KEITH: What you do on the road and record sales and chart and all that has to play
into it. That's what should get you in the entertainer category. I expect to compete for that every year because we work hard,
and we do all the things right. We try to deliver. As long as we're doing that, it's a great honor to be in there. It's tough.
It's very political. I've never been just completely award-friendly. My fans hang up on that a lot, but they shouldn't get
angry for that. They should take them for what they are and be glad that we're participating. I try to work the serenity prayer
a little bit. That's been a thing that my dad taught me a long time ago. You know, "Grant me enough serenity to accept the
things I cannot change, courage to change the things I can and the wisdom to know the difference." I have no control over
how the industry votes. You've just got to be grateful that you're getting to play the game everyday and take them as they
CMT NEWS: When your time came at the ACM Awards last May, you weren't there to pick up your
entertainer of the year trophy. You had lost a few awards earlier in the night, and everyone wondered why you left. Just for
the record, what really happened?

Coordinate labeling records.
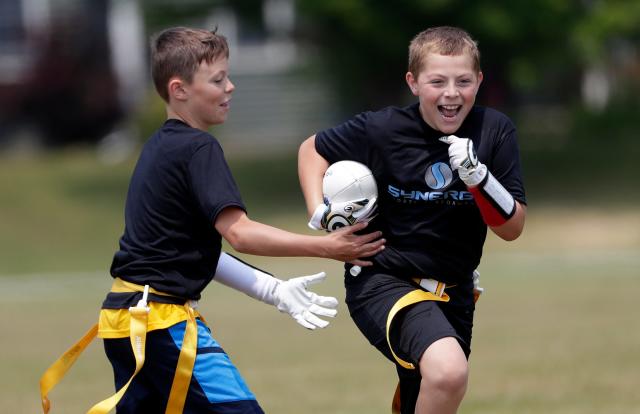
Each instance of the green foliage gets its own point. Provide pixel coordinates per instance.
(531, 50)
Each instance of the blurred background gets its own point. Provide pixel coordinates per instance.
(557, 330)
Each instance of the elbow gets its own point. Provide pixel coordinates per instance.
(509, 231)
(238, 240)
(510, 235)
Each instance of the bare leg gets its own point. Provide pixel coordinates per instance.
(445, 372)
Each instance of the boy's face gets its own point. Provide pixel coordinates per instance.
(209, 94)
(446, 87)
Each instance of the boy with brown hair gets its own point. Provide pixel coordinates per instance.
(182, 200)
(438, 193)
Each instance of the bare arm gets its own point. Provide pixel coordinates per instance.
(311, 169)
(512, 229)
(252, 237)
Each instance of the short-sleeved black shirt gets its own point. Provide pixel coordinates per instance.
(432, 225)
(180, 184)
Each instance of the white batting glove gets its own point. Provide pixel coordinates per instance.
(462, 157)
(293, 297)
(344, 213)
(290, 296)
(477, 290)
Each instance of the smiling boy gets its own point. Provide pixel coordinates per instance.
(438, 195)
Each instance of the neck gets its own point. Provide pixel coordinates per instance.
(183, 116)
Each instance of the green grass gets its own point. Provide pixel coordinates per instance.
(555, 332)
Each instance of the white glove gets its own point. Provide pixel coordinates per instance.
(289, 296)
(462, 157)
(331, 216)
(477, 290)
(292, 297)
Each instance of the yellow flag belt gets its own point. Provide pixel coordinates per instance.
(137, 335)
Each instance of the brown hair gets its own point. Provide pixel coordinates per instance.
(444, 40)
(178, 51)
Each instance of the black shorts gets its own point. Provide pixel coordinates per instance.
(371, 295)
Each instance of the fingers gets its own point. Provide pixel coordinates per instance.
(310, 321)
(367, 211)
(448, 139)
(325, 301)
(303, 322)
(352, 229)
(371, 249)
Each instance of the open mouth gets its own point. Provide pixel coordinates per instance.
(449, 111)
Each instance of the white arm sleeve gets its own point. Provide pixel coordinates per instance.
(242, 277)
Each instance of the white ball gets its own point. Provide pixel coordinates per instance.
(348, 181)
(347, 186)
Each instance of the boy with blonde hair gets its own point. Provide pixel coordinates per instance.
(438, 195)
(182, 200)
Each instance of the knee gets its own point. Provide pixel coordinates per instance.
(449, 376)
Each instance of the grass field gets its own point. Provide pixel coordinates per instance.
(555, 332)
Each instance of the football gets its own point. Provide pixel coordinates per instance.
(347, 186)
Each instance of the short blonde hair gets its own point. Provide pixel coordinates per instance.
(178, 51)
(444, 40)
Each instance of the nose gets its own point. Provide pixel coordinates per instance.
(451, 90)
(230, 86)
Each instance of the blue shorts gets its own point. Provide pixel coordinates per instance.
(216, 385)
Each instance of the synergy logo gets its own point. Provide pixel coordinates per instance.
(438, 176)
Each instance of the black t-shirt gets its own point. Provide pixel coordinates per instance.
(429, 218)
(179, 186)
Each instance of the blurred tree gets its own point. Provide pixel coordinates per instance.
(531, 50)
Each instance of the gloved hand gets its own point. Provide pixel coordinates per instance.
(477, 290)
(332, 216)
(292, 297)
(462, 157)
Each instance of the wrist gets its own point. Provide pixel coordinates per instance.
(495, 203)
(474, 176)
(315, 223)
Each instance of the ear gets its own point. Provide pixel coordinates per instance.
(412, 82)
(176, 88)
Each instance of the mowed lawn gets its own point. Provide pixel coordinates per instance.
(556, 330)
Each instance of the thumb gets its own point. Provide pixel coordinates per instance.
(446, 139)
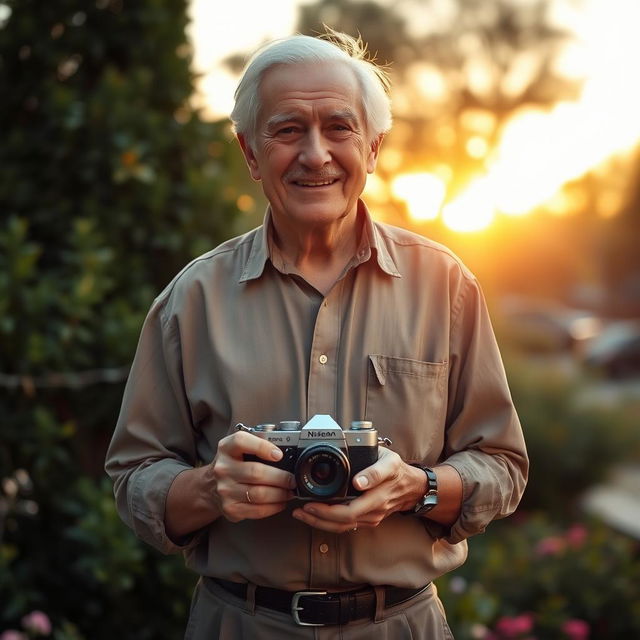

TASKS AND EXERCISES.
1. According to the Keith interview, what three things does the serenity prayer ask to be granted?
2. Pick up the Keith interview right after its final question and keep it going.

RESPONSES FOR EACH TASK.
1. Serenity to accept the things that cannot be changed, courage to change the things that can be, and the wisdom to know the difference.

2.
KEITH: You can usually tell if it's your night. Me and Willie were up for
video, and the duet [category] was me and Willie. He checked out on me and went up to the hotel, and I said, "Man, are we
going to write that song tonight?" He said, "Yeah, but I'm leaving at 6 a.m. to go back home to Hawaii." So I waited until
about 30 minutes before the show was over and I told my manager, "Man, if we don't get up there, he's going to want to get
in bed about 11 or midnight because he's getting up at 6." I said, "I might regret that I never got to finish this song with
him." He said, "Well, what if you win that award?" I said, "We're not going to win that award." So I said, "Let's hook it.
I'd rather write the song." Then we got up there and he [manager T.K. Kimbrell] got a phone call and he said, "Well, you didn't
win male vocalist of the year." I said, "Well, we're safe then." Bam, got another phone call, and he said, "But you did win
entertainer." If I had thought I had a prayer at winning it, I would have been there to graciously accept it.
CMT NEWS: So, did you and Willie actually finish writing the song?
KEITH: Yes, we did. It's called
"I Can't Get Over You. So You Get Up and Answer the Phone." (laughs) You can ask him.
You seem to be in a writing frenzy lately. Your last album is just over a year old, but you're already coming with another
one, Shock N' Y'all. What is fueling that creative writing streak?
KEITH: I've always written so much that
I've always had a backlog of songs. As every album has been completed, I've almost always had the next one written. By the
time that we finished recording [Unleashed] and the album came out, in that little span I already had six or seven
more written. I'm always writing, and I'm very grateful that God gave me that talent because if I had to go find that many
songs each time, I wouldn't be able to do an album every 18 months or two years because I wouldn't be able to find that many
good songs that fit me. By being the writer and knowing who I'm writing for, it allows me to focus all my songwriting energy
right at the artist. So when you're writing for yourself alone, it makes it a lot easier.
NEWS: Where does the inspiration come from? What sparks your ideas?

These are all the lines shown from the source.